EXERCISE DETAILS:
With every picture left out, restate the listing below exactly as written.

[[ DATA, beginning ]]

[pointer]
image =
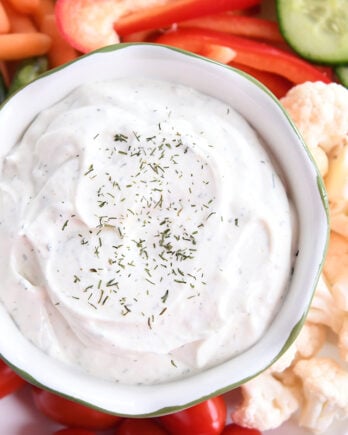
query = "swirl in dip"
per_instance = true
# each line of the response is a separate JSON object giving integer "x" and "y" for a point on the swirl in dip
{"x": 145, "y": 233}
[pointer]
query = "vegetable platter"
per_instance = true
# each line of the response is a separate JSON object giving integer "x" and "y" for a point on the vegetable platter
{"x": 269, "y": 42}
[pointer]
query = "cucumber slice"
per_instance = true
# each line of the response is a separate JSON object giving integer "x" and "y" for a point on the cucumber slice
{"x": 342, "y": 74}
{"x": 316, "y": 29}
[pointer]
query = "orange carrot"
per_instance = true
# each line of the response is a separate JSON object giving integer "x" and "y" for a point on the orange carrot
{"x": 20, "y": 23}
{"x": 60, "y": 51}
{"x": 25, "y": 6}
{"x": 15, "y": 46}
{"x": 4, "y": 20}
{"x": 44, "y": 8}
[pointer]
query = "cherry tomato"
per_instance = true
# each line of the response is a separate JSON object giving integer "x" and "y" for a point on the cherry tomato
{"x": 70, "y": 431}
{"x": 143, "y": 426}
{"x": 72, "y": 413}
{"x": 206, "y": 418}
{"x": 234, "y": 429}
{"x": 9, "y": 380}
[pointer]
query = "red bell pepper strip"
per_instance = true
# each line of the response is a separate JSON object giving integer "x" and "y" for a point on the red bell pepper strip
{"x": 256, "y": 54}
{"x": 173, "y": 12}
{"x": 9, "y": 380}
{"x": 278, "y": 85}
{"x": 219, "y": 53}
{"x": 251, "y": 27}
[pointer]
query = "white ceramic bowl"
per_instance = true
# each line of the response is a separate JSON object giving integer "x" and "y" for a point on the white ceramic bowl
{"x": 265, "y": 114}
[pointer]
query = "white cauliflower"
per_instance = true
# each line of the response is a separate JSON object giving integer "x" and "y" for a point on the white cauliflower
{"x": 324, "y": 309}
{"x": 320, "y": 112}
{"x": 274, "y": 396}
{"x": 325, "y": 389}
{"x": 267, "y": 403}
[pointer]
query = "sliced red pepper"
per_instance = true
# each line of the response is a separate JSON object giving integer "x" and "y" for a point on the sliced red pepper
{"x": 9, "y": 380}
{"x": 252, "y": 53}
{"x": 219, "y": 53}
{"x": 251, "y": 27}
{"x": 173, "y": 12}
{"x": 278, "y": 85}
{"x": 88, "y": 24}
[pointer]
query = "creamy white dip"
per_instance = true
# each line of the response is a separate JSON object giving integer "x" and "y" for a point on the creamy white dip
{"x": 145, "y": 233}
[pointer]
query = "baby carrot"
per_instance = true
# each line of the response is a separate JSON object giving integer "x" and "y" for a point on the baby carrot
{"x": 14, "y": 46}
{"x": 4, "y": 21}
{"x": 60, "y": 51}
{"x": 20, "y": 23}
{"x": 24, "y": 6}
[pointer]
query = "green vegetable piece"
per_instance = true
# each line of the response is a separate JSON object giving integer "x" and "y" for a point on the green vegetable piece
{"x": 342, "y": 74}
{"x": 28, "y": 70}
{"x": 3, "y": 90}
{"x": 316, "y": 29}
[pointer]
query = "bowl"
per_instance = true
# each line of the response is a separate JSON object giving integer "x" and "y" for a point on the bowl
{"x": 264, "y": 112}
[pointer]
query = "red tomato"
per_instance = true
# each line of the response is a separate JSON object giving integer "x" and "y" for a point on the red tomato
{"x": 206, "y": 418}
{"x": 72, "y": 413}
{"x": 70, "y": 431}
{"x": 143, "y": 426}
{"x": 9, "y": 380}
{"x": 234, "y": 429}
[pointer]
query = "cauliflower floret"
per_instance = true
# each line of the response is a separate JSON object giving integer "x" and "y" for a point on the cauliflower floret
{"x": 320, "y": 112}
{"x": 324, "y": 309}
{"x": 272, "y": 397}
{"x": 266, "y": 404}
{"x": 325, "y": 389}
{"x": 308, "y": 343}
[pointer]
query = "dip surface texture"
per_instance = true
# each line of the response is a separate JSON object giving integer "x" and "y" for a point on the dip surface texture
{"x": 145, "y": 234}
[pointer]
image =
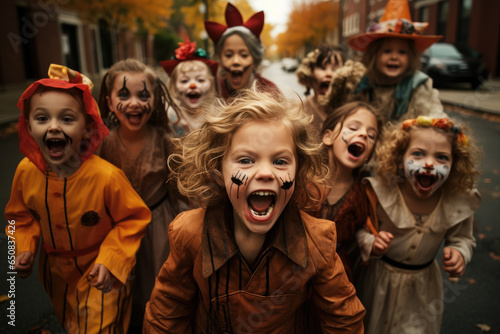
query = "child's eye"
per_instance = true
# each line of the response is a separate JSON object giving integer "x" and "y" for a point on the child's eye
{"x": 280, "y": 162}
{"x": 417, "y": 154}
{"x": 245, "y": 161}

[[ DATA, end ]]

ANSWER SECTION:
[pointer]
image =
query = "swirl in dip"
per_instance = true
# each line of the response is a separate JSON object giving integer "x" and "y" for a point on the swirl in dip
{"x": 145, "y": 233}
[pointer]
query = "vegetable platter"
per_instance = true
# each line of the response is a separate JSON object giving integer "x" and "y" for a point on the vegetable platter
{"x": 269, "y": 42}
[pointer]
query = "cucumber slice"
per_instance = true
# each line of the response is a separate JSON object giving integer "x" and "y" for a point on the cucumber slice
{"x": 342, "y": 74}
{"x": 316, "y": 29}
[pointer]
query = "orange carrot"
per_instance = true
# each line of the response is a separate JSON object giving integer "x" and "y" for a point on the orange carrot
{"x": 20, "y": 23}
{"x": 60, "y": 51}
{"x": 25, "y": 6}
{"x": 15, "y": 46}
{"x": 4, "y": 20}
{"x": 44, "y": 8}
[pointer]
query = "cherry tomato"
per_instance = true
# each line of the response is a separate JSON object giving integer "x" and "y" for a point on the cherry tomato
{"x": 70, "y": 431}
{"x": 143, "y": 426}
{"x": 72, "y": 413}
{"x": 206, "y": 418}
{"x": 234, "y": 429}
{"x": 9, "y": 380}
[pointer]
query = "red bell pepper strip"
per_instance = true
# each line of the response is a separate JSON object giving integer "x" and "y" for a point on the red bell pepper strip
{"x": 256, "y": 54}
{"x": 173, "y": 12}
{"x": 9, "y": 380}
{"x": 278, "y": 85}
{"x": 219, "y": 53}
{"x": 251, "y": 27}
[pointer]
query = "white ceramic bowl"
per_instance = true
# each line of the response is a separate JSON object giving integer "x" and "y" for a point on the white ceramic bowl
{"x": 265, "y": 114}
[pointer]
query = "white cauliflower"
per_instance = true
# each line of the response is a separate JSON object giving integer "x" and "y" for a point on the white cauliflower
{"x": 324, "y": 309}
{"x": 320, "y": 112}
{"x": 274, "y": 396}
{"x": 325, "y": 389}
{"x": 267, "y": 403}
[pointer]
query = "sliced red pepper"
per_instance = true
# each line of the response is a separate JSON object giving integer "x" and "y" for a point on the sliced red pepper
{"x": 9, "y": 380}
{"x": 252, "y": 53}
{"x": 219, "y": 53}
{"x": 251, "y": 27}
{"x": 173, "y": 12}
{"x": 278, "y": 85}
{"x": 88, "y": 24}
[pointer]
query = "creamy white dip"
per_instance = true
# each line of the response is a separate JSON object giving integer "x" and "y" for a point on the creamy white dip
{"x": 145, "y": 233}
[pointer]
query = "baby carrot"
per_instance = true
# each line of the response is a separate JSON object giving integer "x" and "y" for a point on the baby carrot
{"x": 14, "y": 46}
{"x": 4, "y": 21}
{"x": 60, "y": 51}
{"x": 20, "y": 23}
{"x": 24, "y": 6}
[pointer]
query = "green vegetable piece"
per_instance = true
# each line of the response is a separate JSON object giving integer "x" and "y" for a point on the green vegetable piece
{"x": 342, "y": 74}
{"x": 28, "y": 70}
{"x": 3, "y": 90}
{"x": 316, "y": 29}
[pointer]
query = "bowl"
per_instance = true
# each line of the response is a separate JSON object giving integer "x" and "y" for a point on the bowl
{"x": 264, "y": 112}
[pointer]
query = "red tomato"
per_instance = true
# each line of the response is a separate JSON object giving integer "x" and "y" for a point on the red tomato
{"x": 206, "y": 418}
{"x": 72, "y": 413}
{"x": 70, "y": 431}
{"x": 143, "y": 426}
{"x": 9, "y": 380}
{"x": 234, "y": 429}
[pointer]
query = "cauliflower floret"
per_instance = true
# each line of the response is a separate JSON object giving integer "x" and "y" for a point on the cauliflower floret
{"x": 320, "y": 112}
{"x": 324, "y": 309}
{"x": 272, "y": 397}
{"x": 266, "y": 404}
{"x": 325, "y": 389}
{"x": 308, "y": 343}
[pointer]
query = "dip surface texture"
per_instance = true
# each line of the response is a separate JSON object giving integer "x" and "y" for a point on the dip surface texture
{"x": 145, "y": 234}
[pointer]
image =
query = "child's eye"
per_instance = true
# each line of the response is a separate JSON object giving integer "x" and "y" for a point on the child's eye
{"x": 280, "y": 162}
{"x": 417, "y": 154}
{"x": 245, "y": 161}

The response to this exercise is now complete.